Source passage: Begin
Gail Appleton – ca. 1937.
The envelope this negative was in says, “Miss Gail Appleton – State Street Hospital – #662.”
The Portland, Maine, City Directory for 1934, indicates Gail Appleton residing at 166 Kelsey, South Portland.
The Portland, Maine, City Directory for 1935 indicates Gail Appleton is a student nurse at 62 State, Residence 52 State.
The Portland, Maine, City Directory for 1937 indicates Gail Appleton is a student nurse at 62 State, Residence 52 State.
The Portland, Maine, City Directory for 1938, indicates Gail Appleton is a nurse employed at 1151 Brighton Av and a nurse at 166 Kelsey, South Portland, and is residing at 166 Kelsey, South Portland.
These types of photos were typically taken about graduation, so I place the photo as circa 1937.
From these records and the 1930 and 1940 Census records, I’m sure this is Gail Appleton, Born 22 July 1915 in Augusta, Kennebec County, Maine, to Maurice Dwinell and Annie Belle (Grady) Appleton. On Family Search, she is ID: GM5T-D6P.
This photo is from the Ethel Wight Studio Collection. The envelope this negative was in says, “Miss Mona Armstrong – Nse. Gen Hospital.
Mona Armstrong is not listed in the 1934 Portland, Maine, City Directory.
The Portland, Maine, City Directory for 1935, indicates Mona Armstrong is a student nurse at 22 Arsenal, Residence (ditto).
The Portland, Maine, City Directory for 1936 indicates Mona Armstrong is a student nurse at 22 Arsenal, Residence (ditto).
The Portland, Maine, City Directory for 1937 indicates Mona Armstrong is a student nurse at 22 Arsenal, Residence (ditto).
The Portland, Maine, City Directory for 1938 indicates Mona Armstrong married Carl Matthews. I believe the photo to be circa 1937.
I am confident this is Mona Luella Armstrong (1914-2001), daughter of Orville George and Amber Flora (Rich) Armstrong. She married Carl Eugene Matthews on 24 January 1838. On Family Search, she is ID: G7LK-ZLL
Phillip Ames & Daughter – ca. 1934
The envelope this negative was in says, “Mr. Phil Ames – 92 Concord St. Portland – #440.”
Source passage: End
Data below: Begin
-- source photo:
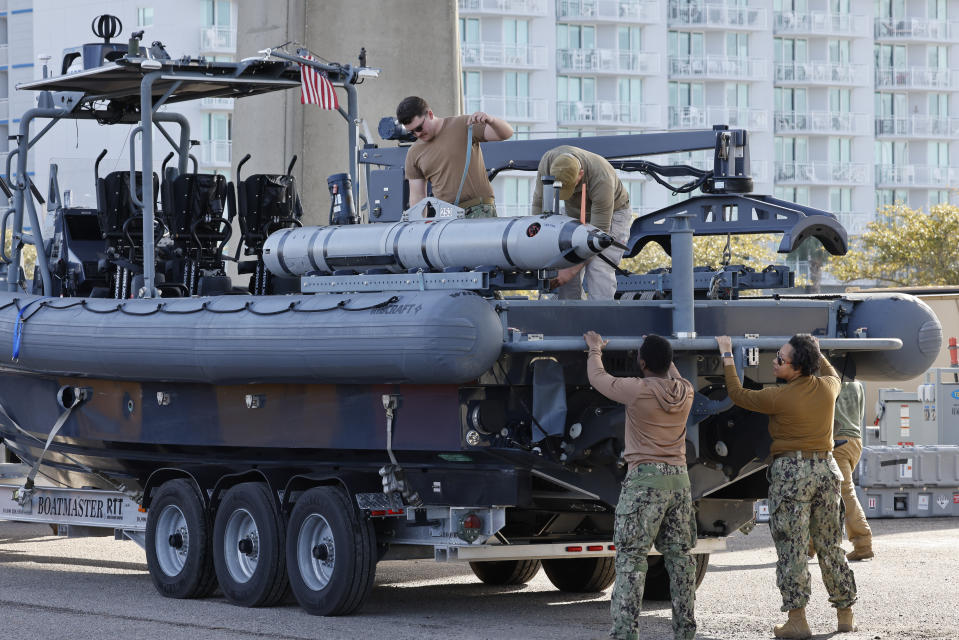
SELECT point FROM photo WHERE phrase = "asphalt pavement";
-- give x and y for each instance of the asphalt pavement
(55, 587)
Data below: End
• **Parts of the exercise**
(1) In the studio photo notes, rewrite the paragraph beginning "From these records and the 1930 and 1940 Census records" as a short list that keeps its main facts.
(2) According to the studio photo notes, where was Gail Appleton residing in the 1934 Portland, Maine, City Directory?
(3) Continue the studio photo notes from the line about the envelope for Mr. Phil Ames.

• **Exercise responses**
(1)
- Identification is based on the directory records and the 1930 and 1940 Census records.
- Name: Gail Appleton
- Born: 22 July 1915, Augusta, Kennebec County, Maine
- Parents: Maurice Dwinell and Annie Belle (Grady) Appleton
- Family Search ID: GM5T-D6P

(2) 166 Kelsey, South Portland.

(3)
A review of the Portland City Directories found:
1934 Portland, Maine, City Directory, Page 121 – Philip L (Madeline V) prop 12 Monument Square Room G, home 92 Concord.
Which confirms that Philip L lived at 92 Concord. The 1935 directory indicates that Philip and Madeline lived at 27 Crosby, suggesting the photo was taken in 1934.
The 1940 Census indicates that Philip Ames lived at 119 Leland St. with his wife Madeline; Daughter, Donna (age 7); Son, Alan (age 4); and daughter, Dian (Age 8/12). So Donna would have been 1 to 2 years old in 1934, dating the photo to ca. 1934.
No other Philip Ames lived in Portland during this time.
Philip Linwood Ames has a Family Search ID LKZT-11B
Edith August circa 1936
The envelope this negative was in says, “Mrs. E. August – 16 Salem St, Portland – #322.”
The Portland, Maine, City Directory for 1936 indicates that Adolph J. August and his wife, Edith C. lived at 16 Salem in Portland.
The 1940 Census indicates that Adolph August and his wife Edith were living at 35 Taylor Street. With them is a 9-year-old daughter, Edith, who this appears to be a photograph of.
There is not a profile for Edith August on Family Search. It appears that four trees on Ancestry include Edith in their tree. I will contact them with a link to these photos after it posts to this blog.
No People – Just a Damaged Car
The envelope this negative was in says, “B. Applebaum – 58-60 Howard Ave, Roxbury, MA – #93.”
When I first saw this envelope, I thought how odd that a Roxbury person would have their photos taken in Portland. Then I looked at the photo and realized that it was clearly a photo of a car which recently was in an accident and there were a couple of photos of probably the road where the accident occurred.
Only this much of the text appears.